§ **Selected extract**


  2. pentamom
    7 December 2017 @ 9:21 am

    Well said, William. I think certain “good faith assumptions” are beginning to break down. I don’t think we’re yet at the point of saying it’s right to assume people act in bad faith, but I think we need to be quicker than we’ve been used to, to let that assumption go when people reveal themselves to be driven by ideology and self-interest over integrity of belief.

  3. Ken Crawford
    7 December 2017 @ 10:53 am

    As a starter, topics like these is why I love this blog… er. “Report”. 🙂 Thinking through the tough issues and what underlies them.

    I think there are a lot of things at play. What William says rings true to me, at least partially. But another thing I think is an attitude that no reasonable person could hold an opinion outside of my own. Is that arrogance? Is that ignorance? A bit of both? Because anyone who’s meaningfully thought through the roots of their own opinions know that at some level there are principles that are difficult to prove, even if they ring very true as a belief.

    But most people don’t do that. Too many people think what they believe is just factually accurate and not at all debatable.

    And once you’ve gotten to that place, where the only thing reasonable people could believe is what I believe, then you’re in a place where it is very easy to hate the other side. They just *have* to be either stupid or evil. There can’t be any other option.

  4. William
    7 December 2017 @ 11:16 am

    Good points, Ken and I’d agree some of this at play. Yet, this isn’t a new dynamic. People have thought/acted in this manner a long time but without the impact we’re experiencing currently. So, what’s changed such that this dynamic is now having a significant effect on the culture?

  5. Ken Crawford
    7 December 2017 @ 5:35 pm

    William, that’s a good question. Maybe part of it is we live in an era of less ideological homogeneity within society (each particular one, not across them) than at just about any time in history? Perhaps people could get away with bigotry against the outsider easier in other eras?

    And if that were just happening at the level of the masses, I think that answer would give me far more comfort. But my gut instinct tells me that while the masses could have gotten away with that in eras past, the intelligentsia from other eras were far more appreciative how difficult it was to defend their positions and therefore had more academic openness. But it feels like today that’s disappearing, that the masses are “infecting” the elite.

  6. pentamom
    8 December 2017 @ 12:18 pm

    Or is that with the rise of the Internet, there’s no real distinction between the elite and the masses? In the past, being part of the intellectual elite was tacitly assumed to bring with it some responsibility for intellectual integrity and humility, while the neighborhood blowhard could just be the neighborhood blowhard. If you wanted to be published in a platform that would be widely read and taken seriously, your thoughts had to be more than just opinionated emoting. If you wanted to do more than opinionated emoting, the stool at the end of the bar was always there for you but you weren’t likely to garner a large audience.

    Now some guy gets a blog, a podcast, or even a Twitter account, figures out how to get a following, and your neighborhood blowhard is suddenly someone whom hundreds, thousands, or even more people follow and parrot.

    I don’t think that public discourse *should* necessarily be an elitist enterprise, but maybe what’s happened is that the elitism has broken down without the non-elites imbibing the responsibility that the elite were understood to have (though they didn’t always practice it.)

  7. pentamom
    8 December 2017 @ 12:18 pm

    Oops:

    If you wanted to do NO more than opinionated emoting, the stool at the end of the bar….

  8. William
    8 December 2017 @ 2:58 pm

    So, I guess the Internet is the great equalizer, of sorts. I admit, I find it fascinating that people will not only listen to but idolize the opinion of some guy from West Podunk. They know nothing of his background or expertise except he agrees with them. That’s enough to grant instant credibility and follow him.

    Even more interesting, it seems now there’s a market for internet trolls that have been booted off mainstream platforms. For them, the more extreme, the better.

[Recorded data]
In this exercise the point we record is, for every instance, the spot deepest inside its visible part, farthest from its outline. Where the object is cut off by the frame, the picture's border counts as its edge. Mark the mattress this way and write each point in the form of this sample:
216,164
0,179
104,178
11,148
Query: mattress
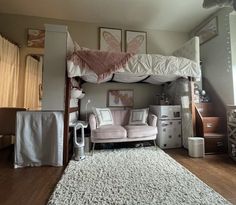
150,68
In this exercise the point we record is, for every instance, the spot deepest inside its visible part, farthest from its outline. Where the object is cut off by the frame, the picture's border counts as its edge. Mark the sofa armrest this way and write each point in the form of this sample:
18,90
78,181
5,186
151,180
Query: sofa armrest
92,122
152,120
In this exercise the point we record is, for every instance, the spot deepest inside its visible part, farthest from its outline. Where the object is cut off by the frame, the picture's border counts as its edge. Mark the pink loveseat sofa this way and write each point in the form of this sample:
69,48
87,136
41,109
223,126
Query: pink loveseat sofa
120,131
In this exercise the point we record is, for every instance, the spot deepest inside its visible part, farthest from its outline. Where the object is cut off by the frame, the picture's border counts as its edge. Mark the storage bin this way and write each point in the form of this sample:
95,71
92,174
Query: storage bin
196,147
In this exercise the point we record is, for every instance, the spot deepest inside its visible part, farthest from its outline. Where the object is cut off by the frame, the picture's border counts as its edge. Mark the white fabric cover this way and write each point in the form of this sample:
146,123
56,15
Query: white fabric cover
39,139
104,116
190,50
138,116
141,66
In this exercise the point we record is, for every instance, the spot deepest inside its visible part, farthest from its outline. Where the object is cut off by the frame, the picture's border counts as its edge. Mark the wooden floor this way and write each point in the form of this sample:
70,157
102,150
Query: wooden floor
25,186
217,171
35,185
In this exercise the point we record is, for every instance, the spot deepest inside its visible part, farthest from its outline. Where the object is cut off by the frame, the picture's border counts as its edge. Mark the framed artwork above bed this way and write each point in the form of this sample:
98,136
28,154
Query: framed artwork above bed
136,42
110,39
120,98
36,38
208,31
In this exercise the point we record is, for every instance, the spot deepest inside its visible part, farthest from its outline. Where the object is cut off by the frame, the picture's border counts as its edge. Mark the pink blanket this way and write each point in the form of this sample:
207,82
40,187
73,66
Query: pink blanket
103,63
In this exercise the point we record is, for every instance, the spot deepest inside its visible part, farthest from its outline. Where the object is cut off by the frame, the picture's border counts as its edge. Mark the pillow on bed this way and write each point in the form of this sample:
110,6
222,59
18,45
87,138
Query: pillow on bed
77,47
103,116
138,116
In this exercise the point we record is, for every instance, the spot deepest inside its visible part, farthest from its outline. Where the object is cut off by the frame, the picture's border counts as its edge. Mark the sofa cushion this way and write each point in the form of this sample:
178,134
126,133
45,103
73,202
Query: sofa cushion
109,132
104,116
138,131
138,116
120,117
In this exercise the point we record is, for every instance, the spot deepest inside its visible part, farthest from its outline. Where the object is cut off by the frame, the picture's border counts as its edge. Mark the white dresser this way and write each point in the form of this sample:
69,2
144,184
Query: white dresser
169,125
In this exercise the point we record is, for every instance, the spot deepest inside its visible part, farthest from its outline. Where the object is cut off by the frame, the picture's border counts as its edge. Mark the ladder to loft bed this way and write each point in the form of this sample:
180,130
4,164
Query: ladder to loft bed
68,146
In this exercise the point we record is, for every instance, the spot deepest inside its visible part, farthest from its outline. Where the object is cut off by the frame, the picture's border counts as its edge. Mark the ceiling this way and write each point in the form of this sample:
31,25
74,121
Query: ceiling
170,15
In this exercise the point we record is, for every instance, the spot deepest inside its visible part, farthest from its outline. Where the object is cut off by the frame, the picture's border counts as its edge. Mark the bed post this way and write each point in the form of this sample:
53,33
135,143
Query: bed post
191,80
66,121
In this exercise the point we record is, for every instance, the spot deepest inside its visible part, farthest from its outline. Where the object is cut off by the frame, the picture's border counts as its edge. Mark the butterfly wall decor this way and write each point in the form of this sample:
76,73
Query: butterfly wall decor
110,39
136,42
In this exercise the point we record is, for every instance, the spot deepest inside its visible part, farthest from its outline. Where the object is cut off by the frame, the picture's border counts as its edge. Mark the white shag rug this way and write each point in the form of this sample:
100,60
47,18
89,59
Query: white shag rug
131,176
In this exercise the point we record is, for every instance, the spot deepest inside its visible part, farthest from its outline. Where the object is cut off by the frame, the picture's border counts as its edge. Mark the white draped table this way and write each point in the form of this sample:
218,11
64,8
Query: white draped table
39,138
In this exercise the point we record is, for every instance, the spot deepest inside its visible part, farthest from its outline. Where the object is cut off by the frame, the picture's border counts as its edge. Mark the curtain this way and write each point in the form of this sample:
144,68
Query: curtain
9,73
33,82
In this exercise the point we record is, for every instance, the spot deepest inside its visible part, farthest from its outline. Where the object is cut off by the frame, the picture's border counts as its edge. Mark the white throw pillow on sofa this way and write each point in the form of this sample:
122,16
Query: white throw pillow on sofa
138,116
104,116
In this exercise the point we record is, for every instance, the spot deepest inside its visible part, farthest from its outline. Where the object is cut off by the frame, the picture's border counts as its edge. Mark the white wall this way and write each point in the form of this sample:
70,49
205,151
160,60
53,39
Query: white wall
216,58
233,49
144,94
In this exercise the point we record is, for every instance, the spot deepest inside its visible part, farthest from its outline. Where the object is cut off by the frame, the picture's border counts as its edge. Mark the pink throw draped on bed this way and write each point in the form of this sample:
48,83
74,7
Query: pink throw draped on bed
103,63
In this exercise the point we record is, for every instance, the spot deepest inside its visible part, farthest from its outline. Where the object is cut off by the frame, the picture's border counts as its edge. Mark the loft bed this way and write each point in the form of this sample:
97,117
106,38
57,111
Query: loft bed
148,68
58,83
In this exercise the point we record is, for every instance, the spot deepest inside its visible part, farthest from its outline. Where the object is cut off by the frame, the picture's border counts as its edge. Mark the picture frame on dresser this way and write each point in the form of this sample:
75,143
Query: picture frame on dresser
208,31
110,39
120,98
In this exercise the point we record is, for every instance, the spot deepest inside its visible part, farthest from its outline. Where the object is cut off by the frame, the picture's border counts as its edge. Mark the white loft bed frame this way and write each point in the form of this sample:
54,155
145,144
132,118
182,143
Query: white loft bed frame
56,85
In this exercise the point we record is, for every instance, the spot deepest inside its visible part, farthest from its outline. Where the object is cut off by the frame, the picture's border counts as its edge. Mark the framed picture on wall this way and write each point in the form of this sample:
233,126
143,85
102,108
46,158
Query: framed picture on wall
136,42
36,38
208,31
120,98
110,39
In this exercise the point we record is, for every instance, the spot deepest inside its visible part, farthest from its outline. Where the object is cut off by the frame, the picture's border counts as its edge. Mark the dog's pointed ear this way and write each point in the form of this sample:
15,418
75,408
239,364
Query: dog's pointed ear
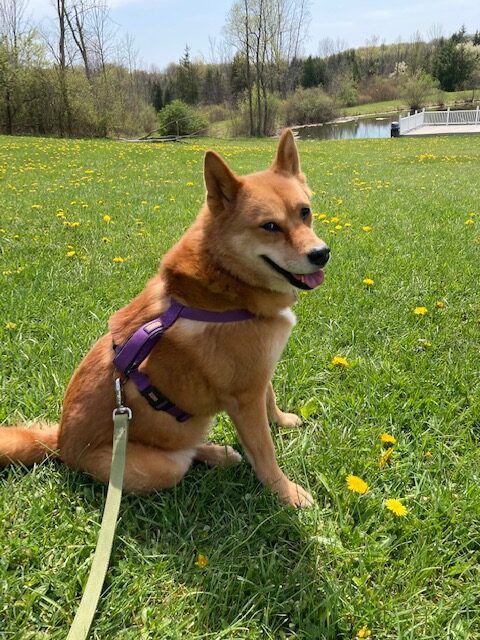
287,158
222,184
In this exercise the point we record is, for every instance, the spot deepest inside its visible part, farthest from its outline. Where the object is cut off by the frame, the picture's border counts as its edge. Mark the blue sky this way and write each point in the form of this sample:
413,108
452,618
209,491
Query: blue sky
162,28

§ **Task**
In the comment thread above, which three things does pentamom say a person can now get in order to build a following?

§ **Finished task**
A blog, a podcast, or even a Twitter account.